In the text below about bees and flowers, which bee genus specializes on Hardenbergia?

▸ PAGE EXCERPT
>>>

Female bees also collect pollen and nectar and transport it back to the nest as food for their larvae. This is a distinctive characteristic of bees, shared with very few other types of insects. There is a small family of wasps that do the same thing, but these ‘pollen wasps’ (family Masarinae) are not common in our part of Australia.
Some of our most common bees are generalists. That is, they are opportunistic and collect from a wide range of flowering plants. These include Lipotriches (e.g. Green-and-gold nomia bee), Amegilla (blue-banded bees), many Lasioglossum and Exoneura (Houston 2018). And the introduced Apis mellifera (European honeybee).
However, many of Australia’s solitary bees are more specialised. They feed almost exclusively from a limited range of plant taxa. Unsurprisingly, their flight times coincide with the flowering season of those particular plants. In our home forest, two obvious examples are Leioproctus specialising on Persoonia [read more here], and Trichocolletes specialising on Hardenbergia.
Flowers actively produce nectar as a reward for pollinators, regulating production both in timing and composition. Pollen, of course, has another purpose. And unlike pollen, nectar supplies can be replenished once they have been depleted by visiting insects.
Nectar is more than a simple sugar solution. It also contains various amino acids and other metabolites that can influence the foraging behaviour of insect visitors, including their preference for particular flowers (Nicolson 2022).
Plants have evolved various strategies to ensure successful cross-pollination, commonly by limiting the range of insects that can gain access to the floral resources. The ideal pollinator is one that reliably moves between plants of the same species, transporting pollen from the first plant to the receptive stigma of second. Bees and flowering plants have been coevolving in this way for more than 100 million years … so no wonder the relationships are many and varied!
Revisiting the familiar: pea flowers
Aotus ericoides is the latest in a succession of yellow flowering peas. First came Bossiaea, then various Pultenaea. But the Aotus is by far the most spectacular. The low bushes are widespread across the sunnier areas of the forest and their flowering is profuse. It is attracting a range of insects, but bees are clearly the most regular and successful visitors.
The clusters of yellow and red flowers of Aotus ericoides dominate the low shrub layer this month. Anyone familiar with this website will know that ‘peas and bees’ is a theme I’ve tackled before … but it’s worth another look. All photos below were taken this month in the natural garden of the forest floor.

<<<

▸ SUPPLIED DATA
>>>

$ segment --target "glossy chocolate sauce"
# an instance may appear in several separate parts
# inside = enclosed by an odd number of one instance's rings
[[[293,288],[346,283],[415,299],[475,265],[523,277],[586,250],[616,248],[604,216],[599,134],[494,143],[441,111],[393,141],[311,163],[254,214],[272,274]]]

<<<

▸ TASK OUTPUT
Trichocolletes